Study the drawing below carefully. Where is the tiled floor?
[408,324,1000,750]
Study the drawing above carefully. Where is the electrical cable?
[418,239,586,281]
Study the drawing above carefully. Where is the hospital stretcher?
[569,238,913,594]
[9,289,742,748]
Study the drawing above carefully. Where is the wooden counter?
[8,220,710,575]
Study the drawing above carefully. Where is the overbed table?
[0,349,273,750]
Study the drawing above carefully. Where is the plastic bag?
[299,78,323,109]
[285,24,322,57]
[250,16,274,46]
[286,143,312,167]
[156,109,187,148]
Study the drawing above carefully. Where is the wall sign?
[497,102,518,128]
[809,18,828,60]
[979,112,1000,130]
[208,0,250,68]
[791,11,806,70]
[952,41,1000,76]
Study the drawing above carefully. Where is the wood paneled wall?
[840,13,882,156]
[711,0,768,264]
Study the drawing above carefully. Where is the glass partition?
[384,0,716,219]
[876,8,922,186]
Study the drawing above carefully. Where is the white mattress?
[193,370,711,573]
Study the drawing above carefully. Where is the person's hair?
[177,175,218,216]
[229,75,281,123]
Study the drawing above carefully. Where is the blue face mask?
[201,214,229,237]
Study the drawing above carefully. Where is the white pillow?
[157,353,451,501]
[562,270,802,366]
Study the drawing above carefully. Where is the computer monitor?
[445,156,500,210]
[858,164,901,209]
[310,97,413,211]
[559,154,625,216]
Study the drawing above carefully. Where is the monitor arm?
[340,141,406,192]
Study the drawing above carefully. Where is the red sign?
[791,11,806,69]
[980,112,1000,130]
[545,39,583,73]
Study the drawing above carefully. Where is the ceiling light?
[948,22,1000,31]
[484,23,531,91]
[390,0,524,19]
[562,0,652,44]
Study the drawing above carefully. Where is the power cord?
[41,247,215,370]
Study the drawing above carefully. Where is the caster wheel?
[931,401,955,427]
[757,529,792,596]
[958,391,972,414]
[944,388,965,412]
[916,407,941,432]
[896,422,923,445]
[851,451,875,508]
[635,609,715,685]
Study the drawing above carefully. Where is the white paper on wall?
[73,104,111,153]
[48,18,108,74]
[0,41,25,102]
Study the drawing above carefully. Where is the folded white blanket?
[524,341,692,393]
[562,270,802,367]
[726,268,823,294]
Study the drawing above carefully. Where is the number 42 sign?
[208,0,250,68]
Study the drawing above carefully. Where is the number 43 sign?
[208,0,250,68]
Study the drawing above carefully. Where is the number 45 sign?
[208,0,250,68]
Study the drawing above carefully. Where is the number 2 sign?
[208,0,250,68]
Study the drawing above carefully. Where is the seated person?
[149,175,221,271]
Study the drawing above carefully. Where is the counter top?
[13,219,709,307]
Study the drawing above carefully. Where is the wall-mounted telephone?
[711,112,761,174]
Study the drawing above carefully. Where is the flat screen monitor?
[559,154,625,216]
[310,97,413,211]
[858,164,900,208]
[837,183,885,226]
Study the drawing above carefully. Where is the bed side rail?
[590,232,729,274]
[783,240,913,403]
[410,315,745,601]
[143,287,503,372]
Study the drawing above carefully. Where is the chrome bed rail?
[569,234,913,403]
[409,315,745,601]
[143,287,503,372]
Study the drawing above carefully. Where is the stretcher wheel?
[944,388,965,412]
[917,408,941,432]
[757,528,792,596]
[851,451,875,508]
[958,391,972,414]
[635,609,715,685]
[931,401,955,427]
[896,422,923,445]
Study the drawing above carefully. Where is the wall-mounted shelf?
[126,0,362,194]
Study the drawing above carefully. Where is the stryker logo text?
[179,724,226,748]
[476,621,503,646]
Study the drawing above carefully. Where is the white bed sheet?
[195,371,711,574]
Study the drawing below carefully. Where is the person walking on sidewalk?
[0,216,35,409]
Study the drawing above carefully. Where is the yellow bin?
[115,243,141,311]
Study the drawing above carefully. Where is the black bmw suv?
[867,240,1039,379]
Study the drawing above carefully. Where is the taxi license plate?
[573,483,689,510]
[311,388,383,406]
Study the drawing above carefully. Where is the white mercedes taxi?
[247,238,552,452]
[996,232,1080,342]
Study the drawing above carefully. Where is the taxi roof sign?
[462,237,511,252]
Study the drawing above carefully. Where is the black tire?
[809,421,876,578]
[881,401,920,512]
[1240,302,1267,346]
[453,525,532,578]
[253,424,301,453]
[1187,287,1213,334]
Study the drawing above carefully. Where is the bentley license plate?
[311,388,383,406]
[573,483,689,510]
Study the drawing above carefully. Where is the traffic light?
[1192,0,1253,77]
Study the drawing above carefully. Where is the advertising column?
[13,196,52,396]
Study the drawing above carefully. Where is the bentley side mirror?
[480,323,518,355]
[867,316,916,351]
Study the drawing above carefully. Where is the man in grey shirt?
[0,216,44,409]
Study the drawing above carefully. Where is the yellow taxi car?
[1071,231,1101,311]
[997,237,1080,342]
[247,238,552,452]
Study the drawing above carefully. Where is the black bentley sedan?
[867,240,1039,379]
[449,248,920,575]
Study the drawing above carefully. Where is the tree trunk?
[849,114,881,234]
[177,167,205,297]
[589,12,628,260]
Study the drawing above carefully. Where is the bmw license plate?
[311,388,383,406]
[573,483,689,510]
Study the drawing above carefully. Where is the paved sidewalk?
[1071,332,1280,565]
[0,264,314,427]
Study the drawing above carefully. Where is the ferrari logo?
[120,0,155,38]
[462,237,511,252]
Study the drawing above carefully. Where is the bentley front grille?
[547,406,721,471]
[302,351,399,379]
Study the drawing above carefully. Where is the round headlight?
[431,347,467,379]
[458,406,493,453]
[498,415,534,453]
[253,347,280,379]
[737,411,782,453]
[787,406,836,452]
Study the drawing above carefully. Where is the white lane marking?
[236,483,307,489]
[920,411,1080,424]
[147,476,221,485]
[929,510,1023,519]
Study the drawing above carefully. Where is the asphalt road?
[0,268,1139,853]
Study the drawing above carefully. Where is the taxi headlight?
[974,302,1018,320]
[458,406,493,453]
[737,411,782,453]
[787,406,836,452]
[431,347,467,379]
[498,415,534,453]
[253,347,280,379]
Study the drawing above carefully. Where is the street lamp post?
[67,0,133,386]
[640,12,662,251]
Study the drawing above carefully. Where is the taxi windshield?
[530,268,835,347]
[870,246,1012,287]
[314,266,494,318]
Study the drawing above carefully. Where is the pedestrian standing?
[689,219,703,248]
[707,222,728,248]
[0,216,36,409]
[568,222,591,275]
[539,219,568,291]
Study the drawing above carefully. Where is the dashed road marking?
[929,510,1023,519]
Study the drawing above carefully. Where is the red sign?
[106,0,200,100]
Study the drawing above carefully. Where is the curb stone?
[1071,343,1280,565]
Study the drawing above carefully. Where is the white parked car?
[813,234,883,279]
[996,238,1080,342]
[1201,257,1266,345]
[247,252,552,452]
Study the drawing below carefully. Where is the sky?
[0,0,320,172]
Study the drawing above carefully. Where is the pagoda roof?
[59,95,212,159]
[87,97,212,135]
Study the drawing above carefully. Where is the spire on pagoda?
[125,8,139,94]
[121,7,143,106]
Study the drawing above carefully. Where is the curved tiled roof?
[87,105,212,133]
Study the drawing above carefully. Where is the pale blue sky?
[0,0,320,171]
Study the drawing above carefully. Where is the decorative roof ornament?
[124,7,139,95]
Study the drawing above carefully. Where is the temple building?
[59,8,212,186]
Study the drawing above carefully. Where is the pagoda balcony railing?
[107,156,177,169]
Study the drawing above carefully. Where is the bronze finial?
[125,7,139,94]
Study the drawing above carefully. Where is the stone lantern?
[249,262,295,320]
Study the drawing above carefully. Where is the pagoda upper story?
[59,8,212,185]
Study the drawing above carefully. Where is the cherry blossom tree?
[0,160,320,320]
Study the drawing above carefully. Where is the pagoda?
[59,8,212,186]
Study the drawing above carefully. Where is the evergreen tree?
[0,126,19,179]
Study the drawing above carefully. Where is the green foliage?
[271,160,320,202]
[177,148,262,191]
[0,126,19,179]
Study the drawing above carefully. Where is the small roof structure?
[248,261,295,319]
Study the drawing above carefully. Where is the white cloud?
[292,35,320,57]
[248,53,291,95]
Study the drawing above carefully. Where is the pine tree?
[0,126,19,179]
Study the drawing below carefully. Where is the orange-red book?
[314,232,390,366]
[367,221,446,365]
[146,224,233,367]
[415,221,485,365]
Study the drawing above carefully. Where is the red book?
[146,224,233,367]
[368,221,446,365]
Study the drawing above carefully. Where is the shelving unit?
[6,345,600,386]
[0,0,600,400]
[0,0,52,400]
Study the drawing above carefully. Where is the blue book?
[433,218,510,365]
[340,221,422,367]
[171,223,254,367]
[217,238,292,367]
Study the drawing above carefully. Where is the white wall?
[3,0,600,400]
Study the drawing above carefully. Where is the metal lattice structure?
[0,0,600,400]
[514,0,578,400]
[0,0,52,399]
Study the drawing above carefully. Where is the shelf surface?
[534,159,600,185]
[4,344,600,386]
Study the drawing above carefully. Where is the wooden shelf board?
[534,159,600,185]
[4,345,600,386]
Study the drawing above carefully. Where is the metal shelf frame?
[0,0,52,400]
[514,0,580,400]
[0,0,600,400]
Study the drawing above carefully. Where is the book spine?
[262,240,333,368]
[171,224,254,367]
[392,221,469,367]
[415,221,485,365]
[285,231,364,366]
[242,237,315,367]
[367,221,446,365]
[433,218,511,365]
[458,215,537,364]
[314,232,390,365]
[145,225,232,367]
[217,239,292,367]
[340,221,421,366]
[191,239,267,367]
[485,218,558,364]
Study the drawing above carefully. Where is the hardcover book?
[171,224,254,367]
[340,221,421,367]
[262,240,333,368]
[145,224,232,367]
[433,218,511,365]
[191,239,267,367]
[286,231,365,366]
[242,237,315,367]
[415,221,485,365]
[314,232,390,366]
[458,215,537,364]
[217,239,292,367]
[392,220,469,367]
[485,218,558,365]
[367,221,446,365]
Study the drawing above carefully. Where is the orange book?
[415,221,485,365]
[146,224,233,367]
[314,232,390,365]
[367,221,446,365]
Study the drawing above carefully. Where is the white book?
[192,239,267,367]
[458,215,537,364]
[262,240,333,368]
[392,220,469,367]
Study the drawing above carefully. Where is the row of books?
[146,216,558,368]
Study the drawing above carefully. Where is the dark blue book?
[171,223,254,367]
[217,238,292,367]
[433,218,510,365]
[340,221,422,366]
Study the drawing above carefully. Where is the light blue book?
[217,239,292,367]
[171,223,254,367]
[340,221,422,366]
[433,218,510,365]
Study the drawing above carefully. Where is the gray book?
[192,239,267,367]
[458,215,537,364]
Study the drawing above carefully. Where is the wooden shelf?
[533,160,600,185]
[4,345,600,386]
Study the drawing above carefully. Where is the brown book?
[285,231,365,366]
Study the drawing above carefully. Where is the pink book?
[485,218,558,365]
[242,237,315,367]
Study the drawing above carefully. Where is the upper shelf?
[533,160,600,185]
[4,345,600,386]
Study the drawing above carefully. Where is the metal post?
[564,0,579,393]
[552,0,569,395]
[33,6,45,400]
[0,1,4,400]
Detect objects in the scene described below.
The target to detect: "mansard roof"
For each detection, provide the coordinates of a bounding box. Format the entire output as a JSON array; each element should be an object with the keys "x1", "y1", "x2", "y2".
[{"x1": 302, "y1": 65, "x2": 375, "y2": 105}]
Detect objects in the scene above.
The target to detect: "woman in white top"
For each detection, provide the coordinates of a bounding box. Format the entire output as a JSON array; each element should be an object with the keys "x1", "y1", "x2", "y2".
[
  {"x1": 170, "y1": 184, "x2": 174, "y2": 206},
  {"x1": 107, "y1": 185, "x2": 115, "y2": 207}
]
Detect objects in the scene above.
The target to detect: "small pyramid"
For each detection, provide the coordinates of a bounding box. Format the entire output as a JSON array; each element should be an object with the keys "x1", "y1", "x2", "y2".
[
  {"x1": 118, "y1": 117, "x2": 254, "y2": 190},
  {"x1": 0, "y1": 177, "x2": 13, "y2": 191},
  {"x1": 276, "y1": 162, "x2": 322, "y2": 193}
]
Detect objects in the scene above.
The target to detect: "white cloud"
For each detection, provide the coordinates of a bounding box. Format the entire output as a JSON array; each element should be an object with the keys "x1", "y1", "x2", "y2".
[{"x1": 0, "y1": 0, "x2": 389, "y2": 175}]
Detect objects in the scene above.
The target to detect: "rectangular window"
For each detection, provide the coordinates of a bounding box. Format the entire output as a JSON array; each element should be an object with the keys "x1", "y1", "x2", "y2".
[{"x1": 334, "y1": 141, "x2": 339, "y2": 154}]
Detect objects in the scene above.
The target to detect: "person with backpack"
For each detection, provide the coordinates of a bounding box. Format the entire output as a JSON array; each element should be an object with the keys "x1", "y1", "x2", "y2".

■ ■ ■ ■ ■ ■ ■

◆ THE EXERCISE ◆
Copy out the lines above word for word, starting with the line that contains "Study the drawing above carefully. Where is the folded" and going on through the line that contains "[115,243,141,311]".

◆ EXERCISE SOLUTION ◆
Study the drawing above carefully. Where is the folded white blanket?
[524,341,692,393]
[562,270,802,367]
[726,268,823,294]
Study the drawing above carefully. Where is the number 42 sign?
[208,0,250,68]
Study the drawing above carefully. Where is the number 43 sign?
[208,0,250,68]
Study the drawing above carefully. Where is the number 45 sign?
[208,0,250,68]
Study the drawing above carefully. Where is the number 2 sign?
[208,0,250,68]
Study the drawing above carefully. Where is the seated person?
[149,175,221,271]
Study the drawing above carefully. Where is the counter top?
[13,219,709,307]
Study the drawing above carefully. Where is the wall-mounted telephone?
[711,112,761,174]
Study the drawing above carefully. Where is the flat screen monitor?
[559,154,625,216]
[310,97,413,211]
[858,164,900,208]
[837,183,885,226]
Study the drawing above carefully. Where is the bed side rail?
[590,232,729,274]
[783,240,913,403]
[410,315,745,601]
[143,287,503,372]
Study the drawing above carefully. Where is the chrome bed rail?
[569,234,913,403]
[409,315,745,601]
[143,287,503,372]
Study the drawing above carefully. Where is the stretcher wheel?
[944,388,965,412]
[917,408,941,432]
[757,528,792,596]
[851,451,875,508]
[958,391,972,414]
[635,609,715,685]
[931,401,955,427]
[896,422,923,445]
Study the drawing above carefully. Where is the wall-mounted shelf?
[126,0,362,194]
Study the drawing above carefully. Where is the stryker logo text?
[179,724,226,748]
[476,621,503,646]
Study the drawing above carefully. Where is the white bed sheet?
[195,371,711,574]
Study the drawing below carefully. Where is the person walking on sidewalk?
[0,216,35,409]
Study the drawing above carefully. Where is the yellow bin?
[115,243,141,311]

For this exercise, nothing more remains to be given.